**Your goal**
Report every line in the records below that contains the string "sleeping".

Excerpts from a point labeling dataset
══════════════════════════════

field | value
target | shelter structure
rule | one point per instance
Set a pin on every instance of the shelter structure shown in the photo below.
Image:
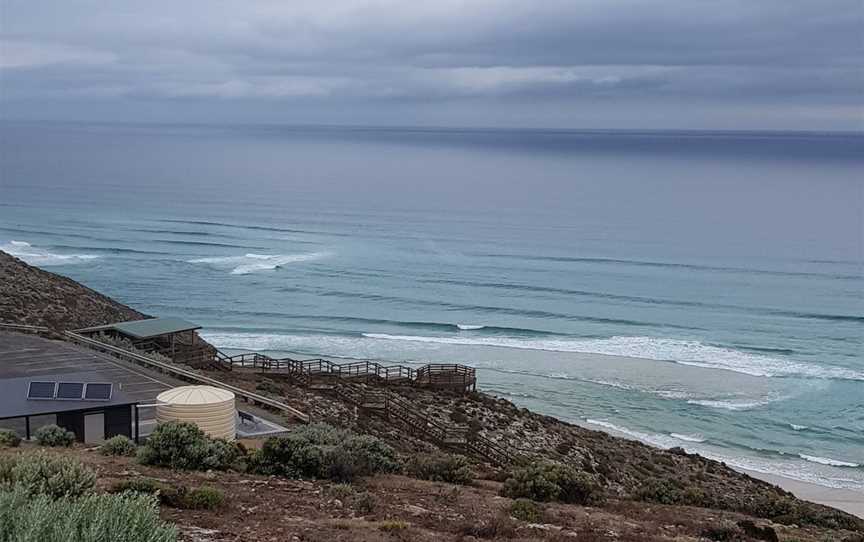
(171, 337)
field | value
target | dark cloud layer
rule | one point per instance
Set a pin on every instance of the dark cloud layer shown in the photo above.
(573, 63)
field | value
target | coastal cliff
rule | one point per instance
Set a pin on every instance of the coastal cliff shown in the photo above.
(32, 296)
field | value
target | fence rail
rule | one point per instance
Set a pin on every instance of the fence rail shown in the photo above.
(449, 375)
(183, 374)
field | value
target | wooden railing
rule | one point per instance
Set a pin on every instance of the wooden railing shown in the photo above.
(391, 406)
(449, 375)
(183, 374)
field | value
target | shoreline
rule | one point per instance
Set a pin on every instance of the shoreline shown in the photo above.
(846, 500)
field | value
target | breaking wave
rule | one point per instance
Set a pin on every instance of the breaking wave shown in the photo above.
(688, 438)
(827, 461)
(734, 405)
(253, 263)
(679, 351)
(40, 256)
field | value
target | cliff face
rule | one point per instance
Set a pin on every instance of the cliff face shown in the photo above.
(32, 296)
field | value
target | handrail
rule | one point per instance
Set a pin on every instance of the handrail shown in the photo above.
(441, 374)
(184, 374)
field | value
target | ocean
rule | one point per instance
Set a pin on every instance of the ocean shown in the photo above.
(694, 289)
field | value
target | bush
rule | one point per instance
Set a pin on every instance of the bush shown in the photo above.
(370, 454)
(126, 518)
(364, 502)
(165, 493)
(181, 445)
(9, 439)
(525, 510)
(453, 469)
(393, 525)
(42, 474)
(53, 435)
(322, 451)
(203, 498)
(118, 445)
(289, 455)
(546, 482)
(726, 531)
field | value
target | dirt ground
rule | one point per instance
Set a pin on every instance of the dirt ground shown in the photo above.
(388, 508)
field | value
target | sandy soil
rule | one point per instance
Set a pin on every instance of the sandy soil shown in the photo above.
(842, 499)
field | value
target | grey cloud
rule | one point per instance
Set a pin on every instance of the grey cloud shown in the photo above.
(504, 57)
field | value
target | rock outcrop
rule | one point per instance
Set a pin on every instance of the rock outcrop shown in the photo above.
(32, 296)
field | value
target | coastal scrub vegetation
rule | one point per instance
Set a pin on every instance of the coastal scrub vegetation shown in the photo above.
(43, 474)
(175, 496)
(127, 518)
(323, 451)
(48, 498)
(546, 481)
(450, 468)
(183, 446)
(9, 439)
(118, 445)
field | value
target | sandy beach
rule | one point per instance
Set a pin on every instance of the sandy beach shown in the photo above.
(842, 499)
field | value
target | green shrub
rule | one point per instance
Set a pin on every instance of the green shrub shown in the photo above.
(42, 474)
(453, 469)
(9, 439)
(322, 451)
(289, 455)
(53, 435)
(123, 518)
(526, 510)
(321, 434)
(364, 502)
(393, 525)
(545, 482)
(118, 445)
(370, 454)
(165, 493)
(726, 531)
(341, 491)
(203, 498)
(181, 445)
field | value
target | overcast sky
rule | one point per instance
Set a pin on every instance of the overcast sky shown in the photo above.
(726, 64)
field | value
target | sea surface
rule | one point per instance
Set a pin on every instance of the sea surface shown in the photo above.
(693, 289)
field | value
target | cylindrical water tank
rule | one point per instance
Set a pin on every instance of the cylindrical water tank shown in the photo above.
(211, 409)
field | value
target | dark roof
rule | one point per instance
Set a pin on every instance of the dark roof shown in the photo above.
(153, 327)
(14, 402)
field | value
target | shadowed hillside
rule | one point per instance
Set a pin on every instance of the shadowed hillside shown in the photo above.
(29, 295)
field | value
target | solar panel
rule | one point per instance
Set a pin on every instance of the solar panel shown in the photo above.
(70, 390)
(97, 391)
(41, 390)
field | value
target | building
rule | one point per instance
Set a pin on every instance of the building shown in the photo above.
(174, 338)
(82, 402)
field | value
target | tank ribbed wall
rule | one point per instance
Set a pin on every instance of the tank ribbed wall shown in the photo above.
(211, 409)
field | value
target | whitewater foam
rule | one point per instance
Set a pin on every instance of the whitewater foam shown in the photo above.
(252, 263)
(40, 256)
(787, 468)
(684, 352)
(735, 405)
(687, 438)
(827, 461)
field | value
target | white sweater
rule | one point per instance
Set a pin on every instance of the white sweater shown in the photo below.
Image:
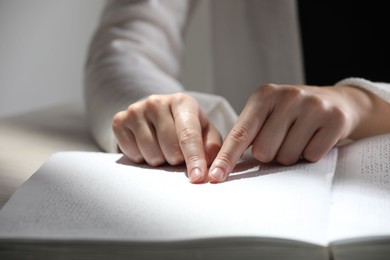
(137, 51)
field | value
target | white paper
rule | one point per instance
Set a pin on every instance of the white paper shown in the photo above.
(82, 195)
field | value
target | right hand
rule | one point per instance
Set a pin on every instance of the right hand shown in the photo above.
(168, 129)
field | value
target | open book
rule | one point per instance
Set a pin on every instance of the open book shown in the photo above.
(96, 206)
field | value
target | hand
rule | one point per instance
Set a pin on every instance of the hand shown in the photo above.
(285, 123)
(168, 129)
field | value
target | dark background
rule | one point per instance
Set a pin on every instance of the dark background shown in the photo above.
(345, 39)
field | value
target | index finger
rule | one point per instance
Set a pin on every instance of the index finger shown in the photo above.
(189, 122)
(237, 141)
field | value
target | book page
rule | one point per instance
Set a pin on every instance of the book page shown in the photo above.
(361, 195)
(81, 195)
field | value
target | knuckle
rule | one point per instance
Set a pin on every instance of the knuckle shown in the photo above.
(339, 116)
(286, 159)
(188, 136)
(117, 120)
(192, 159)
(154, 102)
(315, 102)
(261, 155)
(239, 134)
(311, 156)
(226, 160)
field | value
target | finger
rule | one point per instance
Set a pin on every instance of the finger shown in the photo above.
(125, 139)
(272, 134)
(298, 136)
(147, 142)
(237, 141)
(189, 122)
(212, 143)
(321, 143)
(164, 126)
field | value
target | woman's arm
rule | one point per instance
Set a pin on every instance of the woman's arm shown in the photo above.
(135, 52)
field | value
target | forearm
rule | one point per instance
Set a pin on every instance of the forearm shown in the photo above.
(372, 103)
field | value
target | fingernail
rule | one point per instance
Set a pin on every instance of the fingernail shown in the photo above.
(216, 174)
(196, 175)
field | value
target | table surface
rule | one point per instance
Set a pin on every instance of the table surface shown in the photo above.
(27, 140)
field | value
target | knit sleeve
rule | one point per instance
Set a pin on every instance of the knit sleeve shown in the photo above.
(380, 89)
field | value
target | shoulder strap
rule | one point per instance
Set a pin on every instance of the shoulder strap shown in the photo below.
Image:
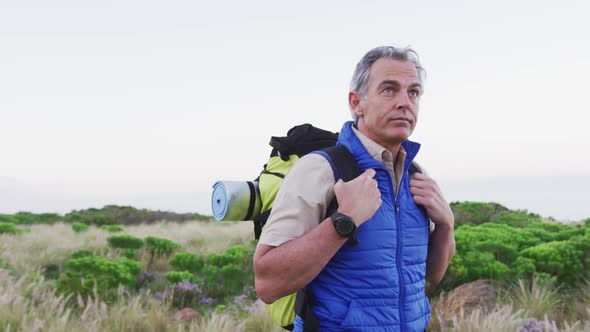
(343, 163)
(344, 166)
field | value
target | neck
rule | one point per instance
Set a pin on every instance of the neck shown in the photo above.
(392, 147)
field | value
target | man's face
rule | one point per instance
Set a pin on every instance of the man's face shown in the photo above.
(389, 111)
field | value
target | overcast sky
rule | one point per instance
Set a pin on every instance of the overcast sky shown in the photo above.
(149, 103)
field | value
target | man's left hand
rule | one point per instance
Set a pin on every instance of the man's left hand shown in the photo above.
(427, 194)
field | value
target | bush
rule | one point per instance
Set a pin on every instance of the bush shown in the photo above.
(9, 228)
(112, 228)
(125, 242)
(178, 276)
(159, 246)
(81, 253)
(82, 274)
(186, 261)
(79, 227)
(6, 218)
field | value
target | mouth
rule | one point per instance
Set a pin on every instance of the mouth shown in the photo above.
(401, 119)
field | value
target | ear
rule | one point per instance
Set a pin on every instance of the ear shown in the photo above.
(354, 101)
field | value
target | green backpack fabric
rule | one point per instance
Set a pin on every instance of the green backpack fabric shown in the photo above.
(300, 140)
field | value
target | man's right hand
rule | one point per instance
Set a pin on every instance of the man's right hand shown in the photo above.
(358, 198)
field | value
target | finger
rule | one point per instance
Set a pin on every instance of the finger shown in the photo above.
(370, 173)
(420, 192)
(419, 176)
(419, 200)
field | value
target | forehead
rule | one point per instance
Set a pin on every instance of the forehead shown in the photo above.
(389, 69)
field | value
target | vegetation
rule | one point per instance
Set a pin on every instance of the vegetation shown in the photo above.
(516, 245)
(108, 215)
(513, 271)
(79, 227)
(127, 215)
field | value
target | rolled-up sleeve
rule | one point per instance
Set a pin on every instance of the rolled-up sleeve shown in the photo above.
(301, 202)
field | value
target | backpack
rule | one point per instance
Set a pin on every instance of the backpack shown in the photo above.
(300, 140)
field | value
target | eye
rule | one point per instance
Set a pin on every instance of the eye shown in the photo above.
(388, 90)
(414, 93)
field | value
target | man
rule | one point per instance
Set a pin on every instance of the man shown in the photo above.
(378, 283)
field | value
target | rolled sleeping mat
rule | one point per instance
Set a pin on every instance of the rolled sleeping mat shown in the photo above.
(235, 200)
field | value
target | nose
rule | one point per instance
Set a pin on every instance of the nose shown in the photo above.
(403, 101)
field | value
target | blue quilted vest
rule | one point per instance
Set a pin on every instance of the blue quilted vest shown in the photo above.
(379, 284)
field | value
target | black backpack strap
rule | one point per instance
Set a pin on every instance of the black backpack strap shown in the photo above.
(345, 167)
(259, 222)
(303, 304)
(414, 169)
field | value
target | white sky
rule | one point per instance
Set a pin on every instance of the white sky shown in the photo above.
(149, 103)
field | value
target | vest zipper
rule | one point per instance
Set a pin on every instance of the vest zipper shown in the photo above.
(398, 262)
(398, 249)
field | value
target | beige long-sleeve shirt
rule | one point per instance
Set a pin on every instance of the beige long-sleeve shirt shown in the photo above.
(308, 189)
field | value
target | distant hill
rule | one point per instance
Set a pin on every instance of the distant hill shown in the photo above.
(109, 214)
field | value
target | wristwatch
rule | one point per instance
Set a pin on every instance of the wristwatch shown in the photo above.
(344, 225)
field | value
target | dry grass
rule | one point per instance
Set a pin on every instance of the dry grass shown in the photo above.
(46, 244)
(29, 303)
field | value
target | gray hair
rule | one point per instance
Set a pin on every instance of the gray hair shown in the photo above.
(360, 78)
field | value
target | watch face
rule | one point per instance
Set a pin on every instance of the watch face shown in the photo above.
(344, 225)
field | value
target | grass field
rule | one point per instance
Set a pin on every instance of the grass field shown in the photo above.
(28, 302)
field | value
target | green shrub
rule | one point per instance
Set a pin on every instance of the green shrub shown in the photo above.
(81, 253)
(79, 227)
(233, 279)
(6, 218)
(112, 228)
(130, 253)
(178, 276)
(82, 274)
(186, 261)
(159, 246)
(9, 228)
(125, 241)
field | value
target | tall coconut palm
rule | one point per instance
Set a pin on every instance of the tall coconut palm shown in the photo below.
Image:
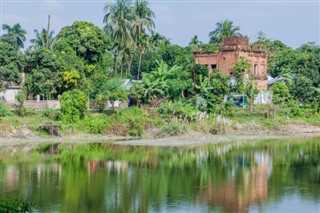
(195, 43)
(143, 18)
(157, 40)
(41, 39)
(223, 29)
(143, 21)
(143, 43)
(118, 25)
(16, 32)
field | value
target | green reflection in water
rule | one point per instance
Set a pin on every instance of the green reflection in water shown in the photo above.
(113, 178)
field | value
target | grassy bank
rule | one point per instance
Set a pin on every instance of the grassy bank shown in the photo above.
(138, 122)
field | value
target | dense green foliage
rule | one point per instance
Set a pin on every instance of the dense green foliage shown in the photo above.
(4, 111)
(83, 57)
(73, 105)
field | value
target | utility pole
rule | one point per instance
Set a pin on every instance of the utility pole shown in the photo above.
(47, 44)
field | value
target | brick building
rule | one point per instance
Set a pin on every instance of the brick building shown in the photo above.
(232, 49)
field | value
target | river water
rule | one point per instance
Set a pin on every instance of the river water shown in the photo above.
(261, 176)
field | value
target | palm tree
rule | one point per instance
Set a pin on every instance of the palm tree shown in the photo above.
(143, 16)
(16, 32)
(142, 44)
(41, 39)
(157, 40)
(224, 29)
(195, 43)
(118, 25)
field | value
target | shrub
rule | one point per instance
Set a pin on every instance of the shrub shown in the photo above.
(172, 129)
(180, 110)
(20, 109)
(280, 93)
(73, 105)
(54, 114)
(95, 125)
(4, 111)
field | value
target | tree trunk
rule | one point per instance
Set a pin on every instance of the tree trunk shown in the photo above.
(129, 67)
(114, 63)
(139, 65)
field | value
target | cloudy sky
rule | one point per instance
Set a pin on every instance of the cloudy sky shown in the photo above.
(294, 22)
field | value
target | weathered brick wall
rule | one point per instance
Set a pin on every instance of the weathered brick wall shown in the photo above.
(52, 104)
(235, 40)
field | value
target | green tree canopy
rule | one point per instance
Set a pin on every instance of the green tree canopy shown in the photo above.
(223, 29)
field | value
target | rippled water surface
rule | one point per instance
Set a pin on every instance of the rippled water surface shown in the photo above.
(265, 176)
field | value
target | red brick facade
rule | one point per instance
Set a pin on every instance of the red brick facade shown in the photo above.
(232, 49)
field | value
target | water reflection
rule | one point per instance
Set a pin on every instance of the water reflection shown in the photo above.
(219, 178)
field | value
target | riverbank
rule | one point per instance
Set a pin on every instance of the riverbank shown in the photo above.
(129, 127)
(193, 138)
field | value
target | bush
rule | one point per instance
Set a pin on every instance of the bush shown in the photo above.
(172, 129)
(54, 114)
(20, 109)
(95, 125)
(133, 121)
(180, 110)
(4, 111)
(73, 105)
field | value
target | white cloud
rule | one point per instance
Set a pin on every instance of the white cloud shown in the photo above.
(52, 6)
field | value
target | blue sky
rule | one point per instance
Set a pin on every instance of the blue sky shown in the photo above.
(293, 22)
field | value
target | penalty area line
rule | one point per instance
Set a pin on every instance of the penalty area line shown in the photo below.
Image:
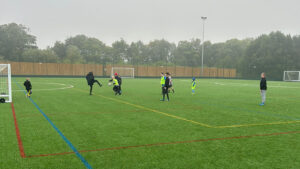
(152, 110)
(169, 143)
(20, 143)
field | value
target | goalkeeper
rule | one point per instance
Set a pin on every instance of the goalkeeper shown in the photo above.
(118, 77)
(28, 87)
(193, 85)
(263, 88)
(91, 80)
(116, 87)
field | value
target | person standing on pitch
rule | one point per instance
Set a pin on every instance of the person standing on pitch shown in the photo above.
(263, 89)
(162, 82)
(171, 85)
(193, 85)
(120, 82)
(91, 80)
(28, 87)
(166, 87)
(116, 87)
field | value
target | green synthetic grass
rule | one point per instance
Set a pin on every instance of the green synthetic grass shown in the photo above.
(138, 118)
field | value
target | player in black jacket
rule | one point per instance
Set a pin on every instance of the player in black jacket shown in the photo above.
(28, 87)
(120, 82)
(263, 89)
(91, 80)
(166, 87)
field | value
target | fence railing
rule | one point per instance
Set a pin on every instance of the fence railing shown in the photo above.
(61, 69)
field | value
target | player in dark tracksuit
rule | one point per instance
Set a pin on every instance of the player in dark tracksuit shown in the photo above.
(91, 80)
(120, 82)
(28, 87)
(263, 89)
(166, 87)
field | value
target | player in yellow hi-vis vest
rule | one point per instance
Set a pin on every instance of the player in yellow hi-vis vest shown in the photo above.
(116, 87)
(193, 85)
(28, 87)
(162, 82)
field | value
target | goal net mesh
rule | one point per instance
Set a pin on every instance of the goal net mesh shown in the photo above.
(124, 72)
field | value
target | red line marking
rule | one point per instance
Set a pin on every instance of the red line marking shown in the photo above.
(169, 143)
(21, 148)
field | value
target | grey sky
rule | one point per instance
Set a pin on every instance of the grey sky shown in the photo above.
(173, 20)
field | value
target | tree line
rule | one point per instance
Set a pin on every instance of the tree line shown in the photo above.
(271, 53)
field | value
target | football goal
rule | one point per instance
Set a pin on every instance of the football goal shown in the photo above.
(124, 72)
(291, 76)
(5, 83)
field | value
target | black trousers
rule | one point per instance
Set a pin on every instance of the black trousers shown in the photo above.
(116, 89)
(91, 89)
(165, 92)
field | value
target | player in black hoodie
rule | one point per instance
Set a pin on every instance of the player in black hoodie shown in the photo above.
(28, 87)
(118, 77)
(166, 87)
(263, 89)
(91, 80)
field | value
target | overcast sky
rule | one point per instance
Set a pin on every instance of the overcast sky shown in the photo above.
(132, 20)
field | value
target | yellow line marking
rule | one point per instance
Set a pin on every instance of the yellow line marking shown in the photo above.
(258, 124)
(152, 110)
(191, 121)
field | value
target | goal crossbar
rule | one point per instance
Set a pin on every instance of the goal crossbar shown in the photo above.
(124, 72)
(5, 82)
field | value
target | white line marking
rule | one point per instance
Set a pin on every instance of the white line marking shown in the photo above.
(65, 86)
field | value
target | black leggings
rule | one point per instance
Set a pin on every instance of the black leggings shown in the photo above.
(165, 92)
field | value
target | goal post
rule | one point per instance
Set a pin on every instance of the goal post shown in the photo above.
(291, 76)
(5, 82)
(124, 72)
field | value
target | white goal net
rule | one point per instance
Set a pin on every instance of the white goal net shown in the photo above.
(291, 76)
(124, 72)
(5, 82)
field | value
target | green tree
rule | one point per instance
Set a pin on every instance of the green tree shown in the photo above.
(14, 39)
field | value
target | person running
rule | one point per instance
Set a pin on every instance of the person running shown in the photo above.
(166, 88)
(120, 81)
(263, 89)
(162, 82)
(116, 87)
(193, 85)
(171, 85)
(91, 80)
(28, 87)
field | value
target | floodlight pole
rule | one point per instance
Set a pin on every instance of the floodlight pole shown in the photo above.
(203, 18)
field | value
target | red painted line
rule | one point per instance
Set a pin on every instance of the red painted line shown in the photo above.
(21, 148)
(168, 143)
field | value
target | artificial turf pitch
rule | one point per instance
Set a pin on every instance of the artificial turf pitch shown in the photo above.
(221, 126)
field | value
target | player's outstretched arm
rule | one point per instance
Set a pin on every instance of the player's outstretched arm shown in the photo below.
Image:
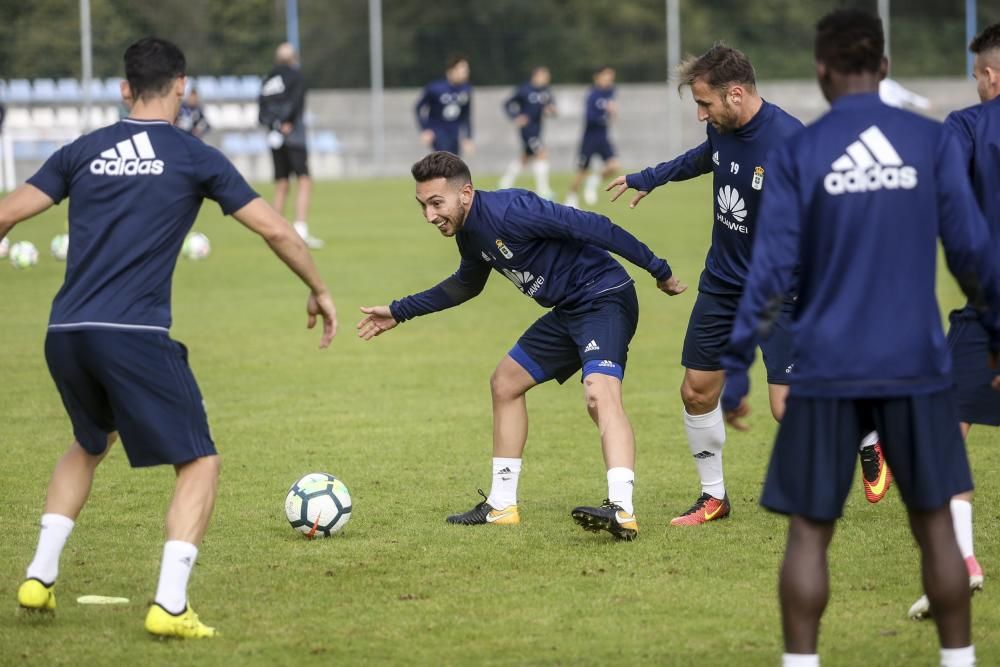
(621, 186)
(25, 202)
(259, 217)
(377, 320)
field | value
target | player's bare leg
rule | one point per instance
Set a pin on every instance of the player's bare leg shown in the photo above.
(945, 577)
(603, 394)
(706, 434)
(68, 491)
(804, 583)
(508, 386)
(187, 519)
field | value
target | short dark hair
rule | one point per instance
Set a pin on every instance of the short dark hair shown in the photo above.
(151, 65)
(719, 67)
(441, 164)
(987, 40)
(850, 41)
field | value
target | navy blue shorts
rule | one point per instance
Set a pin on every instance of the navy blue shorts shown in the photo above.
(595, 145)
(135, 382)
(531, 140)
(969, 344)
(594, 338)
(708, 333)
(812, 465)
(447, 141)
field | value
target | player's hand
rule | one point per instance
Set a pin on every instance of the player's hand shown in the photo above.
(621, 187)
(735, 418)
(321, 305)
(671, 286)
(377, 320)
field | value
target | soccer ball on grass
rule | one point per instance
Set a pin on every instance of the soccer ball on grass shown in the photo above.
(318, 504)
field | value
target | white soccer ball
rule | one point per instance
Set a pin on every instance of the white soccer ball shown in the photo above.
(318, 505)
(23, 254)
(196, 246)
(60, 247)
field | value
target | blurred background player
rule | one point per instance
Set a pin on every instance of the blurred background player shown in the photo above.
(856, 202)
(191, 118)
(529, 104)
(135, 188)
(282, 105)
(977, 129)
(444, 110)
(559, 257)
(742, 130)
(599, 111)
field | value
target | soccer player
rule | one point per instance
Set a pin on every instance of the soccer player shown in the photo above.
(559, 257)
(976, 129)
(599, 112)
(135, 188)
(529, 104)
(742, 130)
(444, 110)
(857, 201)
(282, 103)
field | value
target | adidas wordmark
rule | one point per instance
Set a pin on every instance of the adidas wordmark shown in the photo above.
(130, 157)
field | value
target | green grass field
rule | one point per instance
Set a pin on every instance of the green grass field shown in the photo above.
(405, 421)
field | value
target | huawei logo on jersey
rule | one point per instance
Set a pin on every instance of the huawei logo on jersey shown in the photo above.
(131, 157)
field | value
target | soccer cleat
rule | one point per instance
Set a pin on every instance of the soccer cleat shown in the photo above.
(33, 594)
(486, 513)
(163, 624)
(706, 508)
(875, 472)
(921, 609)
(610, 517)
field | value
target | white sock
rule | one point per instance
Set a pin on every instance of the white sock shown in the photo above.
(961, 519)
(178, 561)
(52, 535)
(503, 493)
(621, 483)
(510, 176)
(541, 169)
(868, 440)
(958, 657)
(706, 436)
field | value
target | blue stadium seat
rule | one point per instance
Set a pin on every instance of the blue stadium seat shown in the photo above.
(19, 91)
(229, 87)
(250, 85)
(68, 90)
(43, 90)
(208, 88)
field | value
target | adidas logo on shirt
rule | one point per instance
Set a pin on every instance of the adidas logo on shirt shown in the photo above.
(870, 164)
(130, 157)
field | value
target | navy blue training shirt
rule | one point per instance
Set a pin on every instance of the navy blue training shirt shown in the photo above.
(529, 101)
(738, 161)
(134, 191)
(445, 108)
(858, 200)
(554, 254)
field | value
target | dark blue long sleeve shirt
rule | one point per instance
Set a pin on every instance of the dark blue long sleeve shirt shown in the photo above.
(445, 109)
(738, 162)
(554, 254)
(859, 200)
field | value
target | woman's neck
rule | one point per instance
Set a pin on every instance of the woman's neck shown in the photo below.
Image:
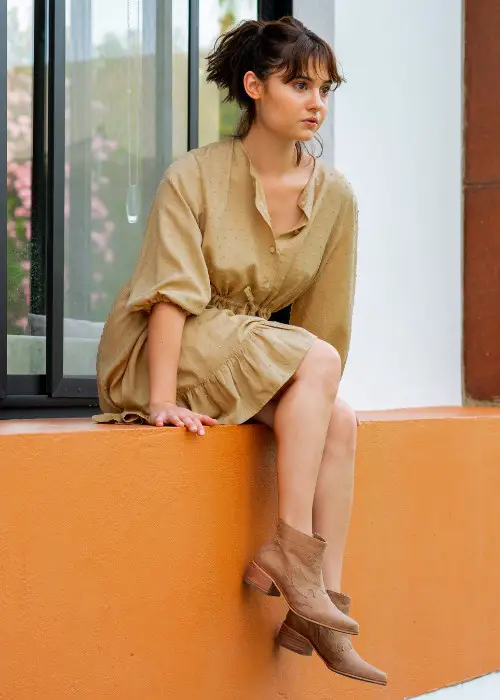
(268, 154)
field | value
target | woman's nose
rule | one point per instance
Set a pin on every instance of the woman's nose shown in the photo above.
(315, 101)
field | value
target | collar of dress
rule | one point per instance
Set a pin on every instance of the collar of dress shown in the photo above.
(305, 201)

══════════════════════════════

**Finished exercise**
target | rolled sleeping mat
Set a pin on every instance of the rolled sleeping mat shown in the photo above.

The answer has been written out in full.